◆ **What is expected**
Render the records between the line containing "Cam-trap alert: motion was detected. Identify barn interior" and the line containing "0, 0, 379, 239", inclusive, as a JSON list of strings with one string per line and no blank lines.

= = = =

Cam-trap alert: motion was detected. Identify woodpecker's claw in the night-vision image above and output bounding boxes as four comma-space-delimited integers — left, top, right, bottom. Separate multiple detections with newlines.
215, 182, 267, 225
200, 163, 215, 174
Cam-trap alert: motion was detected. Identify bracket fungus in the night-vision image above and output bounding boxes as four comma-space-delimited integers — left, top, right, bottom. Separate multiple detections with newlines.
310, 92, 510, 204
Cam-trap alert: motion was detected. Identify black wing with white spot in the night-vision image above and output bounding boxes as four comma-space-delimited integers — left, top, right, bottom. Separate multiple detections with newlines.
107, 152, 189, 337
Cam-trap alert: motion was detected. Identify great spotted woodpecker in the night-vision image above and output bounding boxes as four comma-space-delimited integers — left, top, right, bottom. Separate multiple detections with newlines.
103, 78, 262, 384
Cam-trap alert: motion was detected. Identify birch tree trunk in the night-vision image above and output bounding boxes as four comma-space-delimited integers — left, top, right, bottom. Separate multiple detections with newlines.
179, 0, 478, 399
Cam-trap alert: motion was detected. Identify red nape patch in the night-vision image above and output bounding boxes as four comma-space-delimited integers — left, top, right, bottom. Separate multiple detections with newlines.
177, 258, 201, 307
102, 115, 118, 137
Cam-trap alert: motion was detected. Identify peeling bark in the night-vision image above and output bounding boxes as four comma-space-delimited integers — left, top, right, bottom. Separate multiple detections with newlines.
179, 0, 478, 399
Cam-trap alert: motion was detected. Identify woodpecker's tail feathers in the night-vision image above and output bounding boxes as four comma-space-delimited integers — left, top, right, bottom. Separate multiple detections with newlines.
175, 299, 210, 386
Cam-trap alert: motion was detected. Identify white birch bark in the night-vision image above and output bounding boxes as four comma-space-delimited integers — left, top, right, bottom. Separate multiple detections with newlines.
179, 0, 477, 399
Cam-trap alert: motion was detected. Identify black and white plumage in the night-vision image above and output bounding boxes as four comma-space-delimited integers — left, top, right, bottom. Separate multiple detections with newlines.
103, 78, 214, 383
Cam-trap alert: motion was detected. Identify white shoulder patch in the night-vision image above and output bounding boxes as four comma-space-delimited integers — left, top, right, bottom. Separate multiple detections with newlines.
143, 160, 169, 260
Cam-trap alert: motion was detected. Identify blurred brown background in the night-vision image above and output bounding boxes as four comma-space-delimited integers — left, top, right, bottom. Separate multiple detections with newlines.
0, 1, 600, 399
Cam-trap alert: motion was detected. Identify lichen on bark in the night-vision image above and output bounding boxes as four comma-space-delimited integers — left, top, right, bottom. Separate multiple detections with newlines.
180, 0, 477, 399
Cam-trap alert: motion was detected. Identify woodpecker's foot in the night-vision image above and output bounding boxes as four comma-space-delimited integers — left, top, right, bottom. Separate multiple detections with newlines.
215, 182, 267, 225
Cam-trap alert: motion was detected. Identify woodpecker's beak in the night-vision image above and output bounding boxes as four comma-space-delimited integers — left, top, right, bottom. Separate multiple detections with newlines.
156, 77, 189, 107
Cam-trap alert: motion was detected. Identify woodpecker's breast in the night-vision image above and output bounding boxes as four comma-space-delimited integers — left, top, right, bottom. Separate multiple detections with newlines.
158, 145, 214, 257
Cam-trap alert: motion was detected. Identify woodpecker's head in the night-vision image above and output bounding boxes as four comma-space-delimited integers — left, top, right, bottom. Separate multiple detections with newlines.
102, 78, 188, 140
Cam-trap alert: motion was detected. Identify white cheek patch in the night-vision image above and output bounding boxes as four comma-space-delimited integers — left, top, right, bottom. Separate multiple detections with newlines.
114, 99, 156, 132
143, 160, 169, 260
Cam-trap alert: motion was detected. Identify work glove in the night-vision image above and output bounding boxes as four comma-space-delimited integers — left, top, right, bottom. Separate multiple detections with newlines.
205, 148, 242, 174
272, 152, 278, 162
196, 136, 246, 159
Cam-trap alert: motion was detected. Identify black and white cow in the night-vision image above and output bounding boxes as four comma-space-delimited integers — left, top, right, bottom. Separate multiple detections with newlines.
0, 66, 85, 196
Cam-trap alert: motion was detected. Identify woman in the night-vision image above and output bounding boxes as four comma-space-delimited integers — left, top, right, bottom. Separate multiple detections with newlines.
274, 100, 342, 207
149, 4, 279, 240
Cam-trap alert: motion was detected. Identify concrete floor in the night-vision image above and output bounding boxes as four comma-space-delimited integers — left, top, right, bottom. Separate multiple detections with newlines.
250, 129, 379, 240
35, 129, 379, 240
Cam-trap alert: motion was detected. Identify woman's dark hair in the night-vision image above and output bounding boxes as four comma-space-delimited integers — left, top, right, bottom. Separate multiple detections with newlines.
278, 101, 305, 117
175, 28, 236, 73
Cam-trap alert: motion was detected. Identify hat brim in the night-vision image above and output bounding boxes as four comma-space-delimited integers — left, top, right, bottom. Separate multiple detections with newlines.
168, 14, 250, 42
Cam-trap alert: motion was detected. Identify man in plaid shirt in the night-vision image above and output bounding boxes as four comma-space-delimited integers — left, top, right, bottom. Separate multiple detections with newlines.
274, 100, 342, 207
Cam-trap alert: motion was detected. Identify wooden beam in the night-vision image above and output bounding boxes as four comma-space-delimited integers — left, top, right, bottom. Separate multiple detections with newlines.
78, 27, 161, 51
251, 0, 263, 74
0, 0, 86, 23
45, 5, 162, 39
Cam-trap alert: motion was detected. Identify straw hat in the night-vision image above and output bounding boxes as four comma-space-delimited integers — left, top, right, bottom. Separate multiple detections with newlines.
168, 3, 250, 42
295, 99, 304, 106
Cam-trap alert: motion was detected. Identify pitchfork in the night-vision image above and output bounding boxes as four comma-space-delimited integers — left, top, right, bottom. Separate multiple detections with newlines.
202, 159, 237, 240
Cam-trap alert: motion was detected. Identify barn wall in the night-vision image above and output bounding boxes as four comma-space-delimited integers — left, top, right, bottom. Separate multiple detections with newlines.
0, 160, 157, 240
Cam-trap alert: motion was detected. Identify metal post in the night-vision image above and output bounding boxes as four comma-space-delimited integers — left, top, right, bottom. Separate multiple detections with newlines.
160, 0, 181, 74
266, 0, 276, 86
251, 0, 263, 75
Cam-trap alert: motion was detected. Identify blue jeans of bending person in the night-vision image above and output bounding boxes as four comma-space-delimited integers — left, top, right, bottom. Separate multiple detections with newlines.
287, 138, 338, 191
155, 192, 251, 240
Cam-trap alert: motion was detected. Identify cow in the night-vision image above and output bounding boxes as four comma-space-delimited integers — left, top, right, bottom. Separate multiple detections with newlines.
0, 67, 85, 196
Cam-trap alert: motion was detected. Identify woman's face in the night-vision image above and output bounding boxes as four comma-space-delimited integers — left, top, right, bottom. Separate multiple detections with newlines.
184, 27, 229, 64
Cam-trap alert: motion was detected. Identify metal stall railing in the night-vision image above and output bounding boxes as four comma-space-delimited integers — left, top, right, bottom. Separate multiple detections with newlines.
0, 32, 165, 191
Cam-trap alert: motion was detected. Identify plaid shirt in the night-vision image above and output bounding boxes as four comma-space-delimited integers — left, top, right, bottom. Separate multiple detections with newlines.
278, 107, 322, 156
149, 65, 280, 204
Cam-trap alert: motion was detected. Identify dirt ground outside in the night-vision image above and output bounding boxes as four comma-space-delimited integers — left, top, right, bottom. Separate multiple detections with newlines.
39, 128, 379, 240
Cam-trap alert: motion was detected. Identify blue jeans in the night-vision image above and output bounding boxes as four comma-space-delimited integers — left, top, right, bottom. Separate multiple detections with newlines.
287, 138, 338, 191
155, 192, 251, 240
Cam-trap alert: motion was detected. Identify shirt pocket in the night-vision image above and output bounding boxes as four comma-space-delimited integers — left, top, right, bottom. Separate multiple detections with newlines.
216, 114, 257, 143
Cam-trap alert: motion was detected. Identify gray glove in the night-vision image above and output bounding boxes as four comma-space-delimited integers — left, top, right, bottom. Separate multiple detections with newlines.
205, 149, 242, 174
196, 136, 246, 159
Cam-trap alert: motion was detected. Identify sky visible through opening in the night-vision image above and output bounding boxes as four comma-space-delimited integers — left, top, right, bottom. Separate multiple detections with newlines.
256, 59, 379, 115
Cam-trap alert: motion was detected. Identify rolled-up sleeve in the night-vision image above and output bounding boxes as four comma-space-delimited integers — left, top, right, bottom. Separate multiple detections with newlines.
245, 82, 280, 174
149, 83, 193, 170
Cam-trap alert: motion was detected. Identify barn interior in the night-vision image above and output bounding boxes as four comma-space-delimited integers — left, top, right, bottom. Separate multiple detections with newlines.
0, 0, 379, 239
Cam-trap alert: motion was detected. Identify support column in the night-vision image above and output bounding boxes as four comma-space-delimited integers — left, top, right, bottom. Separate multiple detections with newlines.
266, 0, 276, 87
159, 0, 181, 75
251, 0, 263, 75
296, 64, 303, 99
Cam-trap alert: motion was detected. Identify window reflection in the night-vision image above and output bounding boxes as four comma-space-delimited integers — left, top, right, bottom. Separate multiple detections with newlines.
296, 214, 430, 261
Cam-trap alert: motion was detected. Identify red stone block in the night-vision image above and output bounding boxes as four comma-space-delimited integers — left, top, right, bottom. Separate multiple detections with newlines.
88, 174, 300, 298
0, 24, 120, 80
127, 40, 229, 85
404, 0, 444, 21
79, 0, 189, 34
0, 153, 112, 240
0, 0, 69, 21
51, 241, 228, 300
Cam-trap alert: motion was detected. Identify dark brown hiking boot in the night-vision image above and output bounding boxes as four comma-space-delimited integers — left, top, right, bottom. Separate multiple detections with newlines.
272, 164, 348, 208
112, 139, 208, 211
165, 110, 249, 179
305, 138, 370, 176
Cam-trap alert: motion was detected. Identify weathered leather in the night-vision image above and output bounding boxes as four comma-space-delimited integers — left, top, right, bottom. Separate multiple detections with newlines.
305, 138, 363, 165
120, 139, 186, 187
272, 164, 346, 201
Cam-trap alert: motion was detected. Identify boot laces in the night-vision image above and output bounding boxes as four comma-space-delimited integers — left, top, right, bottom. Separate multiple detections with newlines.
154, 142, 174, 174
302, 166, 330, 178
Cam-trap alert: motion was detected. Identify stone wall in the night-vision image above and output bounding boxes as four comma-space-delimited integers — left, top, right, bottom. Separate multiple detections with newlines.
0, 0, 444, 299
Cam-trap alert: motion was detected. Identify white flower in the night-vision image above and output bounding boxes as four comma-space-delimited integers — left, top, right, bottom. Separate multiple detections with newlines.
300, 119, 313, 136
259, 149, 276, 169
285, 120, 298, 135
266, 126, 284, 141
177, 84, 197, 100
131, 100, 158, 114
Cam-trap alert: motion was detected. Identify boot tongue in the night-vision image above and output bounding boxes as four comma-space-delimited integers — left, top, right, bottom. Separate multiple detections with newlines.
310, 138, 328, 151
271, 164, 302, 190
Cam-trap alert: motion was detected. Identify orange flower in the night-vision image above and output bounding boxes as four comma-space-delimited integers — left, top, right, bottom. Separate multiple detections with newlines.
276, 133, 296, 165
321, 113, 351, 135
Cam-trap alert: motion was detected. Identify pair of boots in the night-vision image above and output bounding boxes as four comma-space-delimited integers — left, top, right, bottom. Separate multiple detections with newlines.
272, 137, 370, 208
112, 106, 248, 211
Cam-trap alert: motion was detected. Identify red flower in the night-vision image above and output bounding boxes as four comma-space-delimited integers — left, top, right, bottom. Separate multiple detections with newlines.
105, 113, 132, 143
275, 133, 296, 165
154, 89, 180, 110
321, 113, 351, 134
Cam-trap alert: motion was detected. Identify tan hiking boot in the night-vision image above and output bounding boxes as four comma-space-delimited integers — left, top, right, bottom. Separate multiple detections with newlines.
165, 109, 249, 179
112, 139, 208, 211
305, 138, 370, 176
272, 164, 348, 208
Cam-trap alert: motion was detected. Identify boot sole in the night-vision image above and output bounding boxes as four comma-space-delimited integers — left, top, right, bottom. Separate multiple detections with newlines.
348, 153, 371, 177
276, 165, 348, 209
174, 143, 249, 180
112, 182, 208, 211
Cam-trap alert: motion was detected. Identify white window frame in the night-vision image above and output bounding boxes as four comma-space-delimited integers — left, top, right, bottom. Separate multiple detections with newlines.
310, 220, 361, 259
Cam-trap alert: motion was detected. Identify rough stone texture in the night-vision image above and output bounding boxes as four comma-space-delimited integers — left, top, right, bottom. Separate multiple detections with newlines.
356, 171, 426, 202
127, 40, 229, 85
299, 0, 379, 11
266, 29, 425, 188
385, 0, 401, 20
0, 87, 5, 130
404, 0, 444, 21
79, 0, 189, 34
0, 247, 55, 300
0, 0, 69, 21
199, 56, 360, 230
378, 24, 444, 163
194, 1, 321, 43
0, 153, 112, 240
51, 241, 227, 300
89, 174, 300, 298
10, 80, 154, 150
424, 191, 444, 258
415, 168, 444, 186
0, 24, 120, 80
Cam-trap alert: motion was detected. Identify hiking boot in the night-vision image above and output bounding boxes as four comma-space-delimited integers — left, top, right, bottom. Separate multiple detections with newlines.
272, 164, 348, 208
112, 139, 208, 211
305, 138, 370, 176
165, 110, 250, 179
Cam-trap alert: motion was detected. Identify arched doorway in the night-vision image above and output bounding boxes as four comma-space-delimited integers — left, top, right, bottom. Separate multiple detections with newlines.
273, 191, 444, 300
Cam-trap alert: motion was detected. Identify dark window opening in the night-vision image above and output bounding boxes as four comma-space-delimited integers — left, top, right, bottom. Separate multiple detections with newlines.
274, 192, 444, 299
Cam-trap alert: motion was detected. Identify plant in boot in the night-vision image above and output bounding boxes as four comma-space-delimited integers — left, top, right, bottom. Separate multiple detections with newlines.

= = = =

◆ **Final answer**
[
  "Cam-trap alert: motion was detected. Identify barn interior in the night-vision image above and output bounding boxes as four comma-space-delimited integers — left, top, right, bottom. Separate multiple detections with newlines.",
  "0, 0, 379, 239"
]